Description of the task: Which lines run from the one containing "Mark the region" to the end of the entries? Quote them exactly, and nothing else.

Data to use:

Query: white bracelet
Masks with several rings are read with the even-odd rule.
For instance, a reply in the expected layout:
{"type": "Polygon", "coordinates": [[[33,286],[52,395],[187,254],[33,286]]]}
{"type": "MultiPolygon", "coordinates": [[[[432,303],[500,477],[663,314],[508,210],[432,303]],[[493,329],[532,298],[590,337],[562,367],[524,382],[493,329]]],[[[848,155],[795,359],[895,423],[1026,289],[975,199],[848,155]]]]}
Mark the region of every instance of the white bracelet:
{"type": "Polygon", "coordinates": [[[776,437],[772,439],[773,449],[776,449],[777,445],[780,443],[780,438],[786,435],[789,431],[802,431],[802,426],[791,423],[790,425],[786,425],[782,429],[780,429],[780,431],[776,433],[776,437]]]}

Result:
Mark the region of every instance of the white bracelet:
{"type": "Polygon", "coordinates": [[[776,437],[772,439],[773,449],[776,449],[777,445],[780,443],[780,438],[786,435],[789,431],[802,431],[802,426],[791,423],[790,425],[786,425],[782,429],[780,429],[780,431],[776,433],[776,437]]]}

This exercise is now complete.